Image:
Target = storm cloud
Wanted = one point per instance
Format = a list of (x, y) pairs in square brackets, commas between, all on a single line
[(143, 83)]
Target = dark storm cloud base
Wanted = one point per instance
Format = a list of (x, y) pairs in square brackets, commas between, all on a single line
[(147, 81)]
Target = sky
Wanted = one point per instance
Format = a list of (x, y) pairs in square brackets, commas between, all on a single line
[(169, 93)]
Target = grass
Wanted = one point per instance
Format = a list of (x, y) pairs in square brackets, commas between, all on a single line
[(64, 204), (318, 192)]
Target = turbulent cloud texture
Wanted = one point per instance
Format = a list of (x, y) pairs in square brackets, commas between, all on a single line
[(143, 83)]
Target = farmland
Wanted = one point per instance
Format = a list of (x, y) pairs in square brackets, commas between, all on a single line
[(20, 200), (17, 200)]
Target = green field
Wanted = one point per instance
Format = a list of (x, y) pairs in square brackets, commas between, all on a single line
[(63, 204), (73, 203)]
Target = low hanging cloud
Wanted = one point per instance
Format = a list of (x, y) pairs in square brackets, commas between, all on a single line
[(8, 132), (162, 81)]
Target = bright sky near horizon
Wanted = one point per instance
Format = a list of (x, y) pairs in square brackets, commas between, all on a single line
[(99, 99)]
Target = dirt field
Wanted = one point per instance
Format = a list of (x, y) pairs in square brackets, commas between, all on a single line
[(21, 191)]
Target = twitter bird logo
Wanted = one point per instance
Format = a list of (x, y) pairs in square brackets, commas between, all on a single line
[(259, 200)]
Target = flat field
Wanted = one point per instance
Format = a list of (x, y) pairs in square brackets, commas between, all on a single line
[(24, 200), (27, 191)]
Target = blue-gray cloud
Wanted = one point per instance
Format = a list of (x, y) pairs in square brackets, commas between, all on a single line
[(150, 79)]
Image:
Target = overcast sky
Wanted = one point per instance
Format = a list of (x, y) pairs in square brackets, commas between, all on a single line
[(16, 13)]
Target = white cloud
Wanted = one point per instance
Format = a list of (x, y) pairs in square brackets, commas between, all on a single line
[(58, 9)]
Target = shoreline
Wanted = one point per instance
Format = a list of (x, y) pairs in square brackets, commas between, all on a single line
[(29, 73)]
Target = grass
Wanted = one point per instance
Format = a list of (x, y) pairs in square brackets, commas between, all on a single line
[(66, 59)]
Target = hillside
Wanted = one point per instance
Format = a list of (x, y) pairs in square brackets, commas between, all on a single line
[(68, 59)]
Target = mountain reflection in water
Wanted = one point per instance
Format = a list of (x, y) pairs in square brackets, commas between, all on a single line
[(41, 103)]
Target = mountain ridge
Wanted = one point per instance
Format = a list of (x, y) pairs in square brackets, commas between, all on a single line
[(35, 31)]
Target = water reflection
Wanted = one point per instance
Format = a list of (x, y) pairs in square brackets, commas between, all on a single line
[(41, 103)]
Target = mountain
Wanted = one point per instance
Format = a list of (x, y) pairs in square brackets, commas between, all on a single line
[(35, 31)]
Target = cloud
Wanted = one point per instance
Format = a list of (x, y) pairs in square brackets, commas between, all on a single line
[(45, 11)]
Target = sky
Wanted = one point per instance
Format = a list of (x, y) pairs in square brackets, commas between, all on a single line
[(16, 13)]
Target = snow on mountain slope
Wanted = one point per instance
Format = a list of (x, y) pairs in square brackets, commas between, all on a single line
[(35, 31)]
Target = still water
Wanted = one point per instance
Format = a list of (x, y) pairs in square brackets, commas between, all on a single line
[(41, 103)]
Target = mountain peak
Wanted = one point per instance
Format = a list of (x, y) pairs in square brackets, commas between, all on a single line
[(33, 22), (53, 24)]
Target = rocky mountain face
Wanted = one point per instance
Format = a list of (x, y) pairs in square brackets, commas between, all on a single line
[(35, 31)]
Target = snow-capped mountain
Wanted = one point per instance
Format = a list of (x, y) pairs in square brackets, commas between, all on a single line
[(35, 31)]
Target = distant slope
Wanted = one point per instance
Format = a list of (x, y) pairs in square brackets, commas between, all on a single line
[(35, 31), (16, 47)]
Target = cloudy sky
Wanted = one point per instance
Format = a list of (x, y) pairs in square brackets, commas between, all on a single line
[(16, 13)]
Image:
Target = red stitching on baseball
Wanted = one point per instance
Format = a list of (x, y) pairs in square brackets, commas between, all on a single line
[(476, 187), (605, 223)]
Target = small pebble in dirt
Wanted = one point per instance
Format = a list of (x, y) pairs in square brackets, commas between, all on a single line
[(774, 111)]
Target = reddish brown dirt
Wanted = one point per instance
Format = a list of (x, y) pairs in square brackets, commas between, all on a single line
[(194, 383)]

* [Problem description]
Restate the whole of the material exactly.

* [Output]
Image:
Target = storm cloud
Wanted = one point per instance
Format = a list of (x, y) pairs in square brackets, commas between, all on a single line
[(143, 83)]
Target = dark storm cloud base
Wanted = one point per instance
Format = a list of (x, y) pairs in square brackets, commas between, all on a single line
[(147, 81)]
Target = sky
Wanted = one point per instance
Format = a list of (x, y) pairs in square brackets, commas between, all on a single line
[(169, 93)]
Target = grass
Wanted = one point per instance
Format = a list of (x, y) pairs in square brackets, commas between, all on a single line
[(64, 204), (318, 192)]
Target = turbulent cloud texture
Wanted = one point per instance
Format = a list of (x, y) pairs in square brackets, commas between, all on a single line
[(143, 83)]
Target = farmland
Wanted = one point per instance
Format = a list of (x, y) pairs in square brackets, commas between, all on a single line
[(20, 200), (17, 200)]
Target = green field
Wanted = one point per instance
Format = a list of (x, y) pairs in square brackets, commas between, all on a single line
[(63, 204), (73, 203)]
Target = low hanging cloud
Wanted = one point per instance
Format = a list of (x, y) pairs in square brackets, commas between, all on a single line
[(8, 132), (162, 81)]
Target = bright sky near horizon
Wanted = one point per instance
Format = a list of (x, y) pairs in square brackets, commas between, all on a single line
[(99, 99)]
Target = dirt field
Wanted = one point per instance
Format = a list of (x, y) pairs in square brackets, commas between, all on a single line
[(21, 191)]
Target = twitter bird logo
Wanted = one point per instance
Format = a list of (x, y) pairs in square brackets, commas between, all on a single line
[(259, 200)]
Target = flat field
Wanted = one point per instance
Format = a list of (x, y) pairs in square brackets, commas between, all on a single line
[(24, 200), (27, 191)]
Target = blue-gray cloud
Wanted = one point per instance
Format = a list of (x, y) pairs in square brackets, commas between, all on a single line
[(150, 79)]
Image:
Target = overcast sky
Wanted = one point per instance
Format = a list of (x, y) pairs in square brackets, commas between, all on a single line
[(16, 13)]
Target = white cloud
Wanted = one point per instance
Format = a list of (x, y) pairs in square brackets, commas between, all on a single line
[(58, 9)]
Target = shoreline
Wanted = one point per instance
Format = a list of (x, y) pairs in square brackets, commas between, all on a single line
[(29, 73)]
Target = grass
Wanted = one point per instance
Format = a list of (x, y) pairs in square brackets, commas between, all on a single line
[(66, 59)]
Target = hillside
Wanted = one point per instance
Format = a list of (x, y) pairs in square brackets, commas between, all on a single line
[(68, 59)]
Target = mountain reflection in water
Wanted = one point per instance
Format = a list of (x, y) pairs in square brackets, commas between, all on a single line
[(41, 103)]
Target = mountain ridge
Wanted = one point per instance
Format = a list of (x, y) pairs in square brackets, commas between, all on a single line
[(35, 31)]
Target = water reflection
Wanted = one point per instance
Format = a list of (x, y) pairs in square brackets, commas between, all on a single line
[(41, 103)]
Target = mountain
Wanted = one point per instance
Format = a list of (x, y) pairs in square brackets, commas between, all on a single line
[(35, 31)]
Target = cloud
Wanted = one point per instance
Format = a list of (x, y) pairs in square brackets, commas between, all on a single line
[(45, 11)]
Target = sky
Wanted = one point per instance
Format = a list of (x, y) pairs in square brackets, commas between, all on a single line
[(16, 13)]
Target = snow on mountain slope
Wanted = one point per instance
Format = a list of (x, y) pairs in square brackets, commas between, all on a single line
[(35, 31)]
Target = still water
Wanted = one point per instance
Format = a list of (x, y) pairs in square brackets, commas between, all on a single line
[(41, 103)]
Target = mountain peak
Wanted = one point per instance
Format = a list of (x, y) pairs in square brackets, commas between, all on a single line
[(33, 22), (53, 24)]
Target = rocky mountain face
Wanted = one point per instance
Format = a list of (x, y) pairs in square brackets, commas between, all on a single line
[(35, 31)]
Target = snow-capped mountain
Wanted = one point per instance
Format = a list of (x, y) pairs in square brackets, commas between, all on a single line
[(35, 31)]
Target = distant slope
Wanted = one point per instance
Format = a list of (x, y) pairs in square brackets, commas between, all on a single line
[(35, 31), (16, 47)]
Target = cloudy sky
Wanted = one point per instance
Format = a list of (x, y) pairs in square brackets, commas between, all on a single line
[(16, 13)]
Image:
Target = red stitching on baseball
Wanted = one point per instance
Format = a list of (x, y) pairs in square brackets, commas between, all on a single line
[(476, 187), (605, 223)]
Target = small pebble in dirt
Wanted = one point per instance
Format = a list of (x, y) pairs in square brackets, commas between, all on a single line
[(774, 111)]
Target = reddish brown dirt
Wanted = one point per instance
Format = a list of (x, y) pairs in square brackets, commas between, all on a single line
[(194, 383)]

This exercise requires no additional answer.